**GOAL OF THE EXERCISE**
Write the next part of the financial statement note on partnership equity and distributions, starting right after its last sentence.

NOTES TO CONSOLIDATED FINANCIAL STATEMENTS — (Continued)
 
Note 5 — Partnership Equity and Distributions
 
General.  The partnership agreement requires that, within 45 days after the end of each quarter, we distribute all of our Available Cash (defined below) to unitholders of record on the applicable record date, as determined by the general partner.
 
Definition of Available Cash.  Available Cash, for any quarter, consists of all cash and cash equivalents on hand on the date of determination of available cash for that quarter:
 
  •  less the amount of cash reserves established by the general partner to:
 
  •  provide for the proper conduct of our business;
 
  •  comply with applicable law, any of our debt instruments or other agreements; or
 
  •  provide funds for distributions to the unitholders and to the general partner for any one or more of the next four quarters.
 
General Partner Interest and Incentive Distribution Rights.  The general partner is currently entitled to approximately 2% of all quarterly distributions that we make prior to our liquidation. The general partner has the right, but not the obligation, to contribute a proportionate amount of capital to us to maintain its current general partner interest. The general partner’s 2% interest in these distributions will be reduced if we issue additional units in the future and the general partner does not contribute a proportionate amount of capital to us to maintain its 2% general partner interest.

**INFORMATION PROVIDED**
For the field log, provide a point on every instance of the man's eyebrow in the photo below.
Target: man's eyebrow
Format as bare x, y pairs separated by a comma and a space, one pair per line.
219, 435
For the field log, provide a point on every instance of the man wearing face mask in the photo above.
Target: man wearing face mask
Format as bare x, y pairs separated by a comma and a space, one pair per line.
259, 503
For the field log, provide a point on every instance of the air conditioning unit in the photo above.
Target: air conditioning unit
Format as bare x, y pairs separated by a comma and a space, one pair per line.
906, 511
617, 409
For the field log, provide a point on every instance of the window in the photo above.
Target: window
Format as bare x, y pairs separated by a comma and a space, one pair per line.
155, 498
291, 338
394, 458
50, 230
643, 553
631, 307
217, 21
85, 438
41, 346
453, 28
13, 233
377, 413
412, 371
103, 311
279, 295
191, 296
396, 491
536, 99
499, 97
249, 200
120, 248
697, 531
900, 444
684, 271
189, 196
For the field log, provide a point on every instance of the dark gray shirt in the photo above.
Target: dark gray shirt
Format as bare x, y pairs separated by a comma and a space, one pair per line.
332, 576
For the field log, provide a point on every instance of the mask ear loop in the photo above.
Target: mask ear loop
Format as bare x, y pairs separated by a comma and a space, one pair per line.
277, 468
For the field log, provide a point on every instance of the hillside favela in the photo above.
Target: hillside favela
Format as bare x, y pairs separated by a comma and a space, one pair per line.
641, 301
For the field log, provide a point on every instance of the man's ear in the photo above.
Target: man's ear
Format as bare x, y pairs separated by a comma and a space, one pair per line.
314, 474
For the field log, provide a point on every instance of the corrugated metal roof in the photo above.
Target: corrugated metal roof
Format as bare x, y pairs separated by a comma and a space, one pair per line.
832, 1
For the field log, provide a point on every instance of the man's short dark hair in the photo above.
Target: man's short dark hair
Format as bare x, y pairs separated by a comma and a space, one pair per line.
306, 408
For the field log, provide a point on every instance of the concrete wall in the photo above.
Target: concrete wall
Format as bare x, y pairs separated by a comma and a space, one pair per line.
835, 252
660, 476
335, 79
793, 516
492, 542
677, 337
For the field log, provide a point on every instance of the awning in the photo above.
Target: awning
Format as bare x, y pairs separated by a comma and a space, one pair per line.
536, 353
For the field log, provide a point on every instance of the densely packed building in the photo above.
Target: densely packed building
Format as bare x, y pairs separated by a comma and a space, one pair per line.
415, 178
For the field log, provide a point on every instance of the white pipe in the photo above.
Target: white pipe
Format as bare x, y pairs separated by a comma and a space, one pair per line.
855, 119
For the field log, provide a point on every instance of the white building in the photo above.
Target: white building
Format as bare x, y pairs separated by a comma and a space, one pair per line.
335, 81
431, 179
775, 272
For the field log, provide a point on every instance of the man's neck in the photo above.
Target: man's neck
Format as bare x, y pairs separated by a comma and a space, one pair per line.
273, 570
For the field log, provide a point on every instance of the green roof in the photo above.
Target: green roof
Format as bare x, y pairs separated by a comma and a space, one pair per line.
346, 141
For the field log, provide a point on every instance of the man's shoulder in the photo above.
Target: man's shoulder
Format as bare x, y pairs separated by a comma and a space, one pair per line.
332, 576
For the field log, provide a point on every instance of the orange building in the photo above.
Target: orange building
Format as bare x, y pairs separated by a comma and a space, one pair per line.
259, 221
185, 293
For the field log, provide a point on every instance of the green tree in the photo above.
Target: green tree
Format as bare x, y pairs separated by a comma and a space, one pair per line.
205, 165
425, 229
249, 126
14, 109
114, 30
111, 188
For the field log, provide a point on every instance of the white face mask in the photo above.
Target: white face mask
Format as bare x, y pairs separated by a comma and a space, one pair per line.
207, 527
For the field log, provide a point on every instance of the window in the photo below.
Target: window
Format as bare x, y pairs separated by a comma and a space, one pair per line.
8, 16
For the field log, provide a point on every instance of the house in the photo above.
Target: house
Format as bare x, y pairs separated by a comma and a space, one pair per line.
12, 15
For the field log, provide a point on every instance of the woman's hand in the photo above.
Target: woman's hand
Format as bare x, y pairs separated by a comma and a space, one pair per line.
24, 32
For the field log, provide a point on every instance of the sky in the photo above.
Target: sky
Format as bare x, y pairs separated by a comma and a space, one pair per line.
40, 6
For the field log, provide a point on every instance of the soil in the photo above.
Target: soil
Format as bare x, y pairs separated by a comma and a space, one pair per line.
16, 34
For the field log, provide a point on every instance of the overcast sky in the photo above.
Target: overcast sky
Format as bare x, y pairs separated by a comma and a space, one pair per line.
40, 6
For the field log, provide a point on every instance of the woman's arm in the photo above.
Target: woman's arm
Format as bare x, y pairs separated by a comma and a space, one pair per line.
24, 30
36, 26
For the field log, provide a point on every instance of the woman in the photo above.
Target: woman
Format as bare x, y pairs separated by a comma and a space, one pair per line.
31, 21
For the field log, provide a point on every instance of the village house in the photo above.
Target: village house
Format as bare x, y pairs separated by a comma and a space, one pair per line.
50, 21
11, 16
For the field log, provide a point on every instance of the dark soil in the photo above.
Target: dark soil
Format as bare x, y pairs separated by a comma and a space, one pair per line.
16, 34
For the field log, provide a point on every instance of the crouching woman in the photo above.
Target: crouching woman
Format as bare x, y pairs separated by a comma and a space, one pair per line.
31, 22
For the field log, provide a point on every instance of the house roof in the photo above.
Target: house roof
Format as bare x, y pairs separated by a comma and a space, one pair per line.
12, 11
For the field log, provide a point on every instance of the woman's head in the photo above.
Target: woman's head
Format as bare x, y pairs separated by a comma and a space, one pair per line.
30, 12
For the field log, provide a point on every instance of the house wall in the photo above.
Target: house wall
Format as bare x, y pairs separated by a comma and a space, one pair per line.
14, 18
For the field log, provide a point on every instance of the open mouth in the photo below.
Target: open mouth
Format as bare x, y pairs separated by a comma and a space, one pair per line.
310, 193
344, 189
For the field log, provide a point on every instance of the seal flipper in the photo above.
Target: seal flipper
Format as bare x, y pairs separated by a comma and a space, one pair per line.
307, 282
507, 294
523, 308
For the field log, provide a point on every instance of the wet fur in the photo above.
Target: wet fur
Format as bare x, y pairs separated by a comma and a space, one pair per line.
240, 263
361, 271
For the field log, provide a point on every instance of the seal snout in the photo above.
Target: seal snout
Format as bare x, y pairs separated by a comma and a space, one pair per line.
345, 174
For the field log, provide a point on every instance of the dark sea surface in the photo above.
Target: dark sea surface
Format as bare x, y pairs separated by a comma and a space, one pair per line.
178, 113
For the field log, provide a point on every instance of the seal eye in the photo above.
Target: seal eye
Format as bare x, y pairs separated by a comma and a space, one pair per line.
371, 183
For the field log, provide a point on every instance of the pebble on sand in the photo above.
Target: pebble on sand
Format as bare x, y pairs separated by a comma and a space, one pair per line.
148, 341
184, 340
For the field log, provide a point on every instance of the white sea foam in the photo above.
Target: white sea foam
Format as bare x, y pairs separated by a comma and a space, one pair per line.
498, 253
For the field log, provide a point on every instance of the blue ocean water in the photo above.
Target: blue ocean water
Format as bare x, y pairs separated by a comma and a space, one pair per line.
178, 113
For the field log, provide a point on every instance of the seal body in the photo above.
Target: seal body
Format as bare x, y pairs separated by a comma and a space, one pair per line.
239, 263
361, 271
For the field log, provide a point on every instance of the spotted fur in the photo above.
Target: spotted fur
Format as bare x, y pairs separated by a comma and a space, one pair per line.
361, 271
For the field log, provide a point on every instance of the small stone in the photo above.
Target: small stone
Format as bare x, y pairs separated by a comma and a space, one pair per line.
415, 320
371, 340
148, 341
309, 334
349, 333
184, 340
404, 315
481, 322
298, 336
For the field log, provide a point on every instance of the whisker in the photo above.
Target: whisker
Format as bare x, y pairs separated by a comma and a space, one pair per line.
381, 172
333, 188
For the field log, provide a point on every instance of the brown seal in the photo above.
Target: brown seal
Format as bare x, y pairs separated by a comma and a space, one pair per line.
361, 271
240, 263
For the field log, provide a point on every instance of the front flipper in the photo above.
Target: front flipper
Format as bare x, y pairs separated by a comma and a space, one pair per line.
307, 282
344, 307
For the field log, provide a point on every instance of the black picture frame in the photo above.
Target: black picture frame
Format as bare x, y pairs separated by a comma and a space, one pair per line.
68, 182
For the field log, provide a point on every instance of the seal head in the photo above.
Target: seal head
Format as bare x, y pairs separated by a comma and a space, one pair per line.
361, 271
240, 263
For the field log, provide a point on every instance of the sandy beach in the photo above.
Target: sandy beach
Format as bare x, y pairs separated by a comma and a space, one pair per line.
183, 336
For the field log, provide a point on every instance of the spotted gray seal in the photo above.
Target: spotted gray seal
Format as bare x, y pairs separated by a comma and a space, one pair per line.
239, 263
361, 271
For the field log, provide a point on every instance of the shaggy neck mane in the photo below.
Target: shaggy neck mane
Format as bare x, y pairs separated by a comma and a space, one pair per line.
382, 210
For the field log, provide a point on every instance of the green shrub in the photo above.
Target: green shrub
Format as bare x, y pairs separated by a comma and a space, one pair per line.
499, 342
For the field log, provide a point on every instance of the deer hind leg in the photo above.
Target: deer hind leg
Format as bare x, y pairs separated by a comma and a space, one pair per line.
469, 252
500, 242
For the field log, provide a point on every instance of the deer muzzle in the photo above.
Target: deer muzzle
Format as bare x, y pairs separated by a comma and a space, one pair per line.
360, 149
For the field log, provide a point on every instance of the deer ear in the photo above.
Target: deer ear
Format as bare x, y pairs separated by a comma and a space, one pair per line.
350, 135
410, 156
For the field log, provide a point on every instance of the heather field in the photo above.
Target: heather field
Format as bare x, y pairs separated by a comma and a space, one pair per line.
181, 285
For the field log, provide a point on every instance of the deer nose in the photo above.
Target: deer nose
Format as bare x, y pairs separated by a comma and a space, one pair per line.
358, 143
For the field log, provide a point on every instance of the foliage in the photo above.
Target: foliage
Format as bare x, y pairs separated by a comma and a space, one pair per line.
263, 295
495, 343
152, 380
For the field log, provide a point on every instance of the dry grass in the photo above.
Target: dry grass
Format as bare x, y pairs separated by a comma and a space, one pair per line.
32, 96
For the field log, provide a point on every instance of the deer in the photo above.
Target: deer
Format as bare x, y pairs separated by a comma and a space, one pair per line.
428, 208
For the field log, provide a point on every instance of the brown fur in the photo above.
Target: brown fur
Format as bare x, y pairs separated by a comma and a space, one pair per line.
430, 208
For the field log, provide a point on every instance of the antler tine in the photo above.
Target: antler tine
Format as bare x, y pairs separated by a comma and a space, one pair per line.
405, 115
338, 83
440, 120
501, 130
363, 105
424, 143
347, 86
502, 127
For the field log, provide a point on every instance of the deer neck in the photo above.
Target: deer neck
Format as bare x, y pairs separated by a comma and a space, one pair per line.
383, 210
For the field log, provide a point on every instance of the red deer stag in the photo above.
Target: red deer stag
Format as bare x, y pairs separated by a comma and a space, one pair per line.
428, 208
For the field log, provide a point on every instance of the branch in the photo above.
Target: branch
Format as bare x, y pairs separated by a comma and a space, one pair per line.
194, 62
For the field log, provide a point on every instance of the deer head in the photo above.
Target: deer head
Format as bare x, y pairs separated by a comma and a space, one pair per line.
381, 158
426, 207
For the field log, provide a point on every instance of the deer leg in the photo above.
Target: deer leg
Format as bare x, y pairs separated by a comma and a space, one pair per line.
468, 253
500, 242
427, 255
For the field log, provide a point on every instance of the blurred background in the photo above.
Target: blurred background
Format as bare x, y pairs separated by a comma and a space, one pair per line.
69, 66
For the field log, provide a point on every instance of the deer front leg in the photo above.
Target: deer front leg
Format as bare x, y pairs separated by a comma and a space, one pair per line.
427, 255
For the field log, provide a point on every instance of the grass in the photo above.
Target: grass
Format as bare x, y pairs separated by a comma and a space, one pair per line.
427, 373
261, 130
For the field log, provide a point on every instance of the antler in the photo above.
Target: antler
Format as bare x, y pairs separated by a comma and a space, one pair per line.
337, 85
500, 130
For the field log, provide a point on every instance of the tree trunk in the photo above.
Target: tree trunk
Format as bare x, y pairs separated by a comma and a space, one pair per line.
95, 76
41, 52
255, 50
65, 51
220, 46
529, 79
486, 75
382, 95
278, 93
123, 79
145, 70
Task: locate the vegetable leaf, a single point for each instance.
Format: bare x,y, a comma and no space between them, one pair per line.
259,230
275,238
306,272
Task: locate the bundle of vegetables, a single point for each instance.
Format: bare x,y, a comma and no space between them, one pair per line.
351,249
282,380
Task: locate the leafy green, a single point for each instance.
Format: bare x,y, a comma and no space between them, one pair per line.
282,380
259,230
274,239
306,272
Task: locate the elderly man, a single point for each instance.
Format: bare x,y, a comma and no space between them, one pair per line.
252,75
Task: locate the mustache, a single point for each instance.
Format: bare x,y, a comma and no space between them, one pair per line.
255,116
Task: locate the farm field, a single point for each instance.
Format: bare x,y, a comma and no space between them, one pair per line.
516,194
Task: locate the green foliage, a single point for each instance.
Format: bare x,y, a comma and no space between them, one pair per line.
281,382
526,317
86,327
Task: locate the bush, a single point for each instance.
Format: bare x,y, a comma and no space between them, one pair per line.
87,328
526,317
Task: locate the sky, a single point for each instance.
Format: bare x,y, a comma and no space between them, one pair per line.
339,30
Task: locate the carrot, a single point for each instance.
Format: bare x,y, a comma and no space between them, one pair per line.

**EXERCISE RESPONSE**
The incentive distribution rights held by the general partner entitle it to receive an increasing share of Available Cash when pre-defined distribution targets are achieved. The general partner’s incentive distribution rights are not reduced if we issue additional units in the future and the general partner does not contribute a proportionate amount of capital to us to maintain its 2% general partner interest. Please read “Distributions of Available Cash during the Subordination Period” and “Distributions of Available Cash after the Subordination Period” below for more details about the distribution targets and their impact on the general partner’s incentive distribution rights.
 
Subordinated Units.  All of the subordinated units are held by Targa GP Inc. and Targa LP Inc. The partnership agreement provides that, during the subordination period, the common units have the right to receive distributions of Available Cash each quarter in an amount equal to $0.3375 per common unit, or the “Minimum Quarterly Distribution,” plus any arrearages in the payment of the Minimum Quarterly Distribution on the common units from prior quarters, before any distributions of Available Cash may be made on the subordinated units. These units are deemed “subordinated” because for a period of time, referred to as the subordination period, the subordinated units will not be entitled to receive any distributions until the common units have received the Minimum Quarterly Distribution plus any arrearages from prior quarters. Furthermore, no arrearages will be paid on the subordinated units. The practical effect of the subordinated units is to increase the likelihood that during the subordination period there will be Available Cash to be distributed on the common units. The subordination period will end, and the subordinated units will convert to common units, on a one for one basis, when certain distribution requirements, as defined in the partnership agreement, have been met. The earliest date at which the subordination period may end is April 2008.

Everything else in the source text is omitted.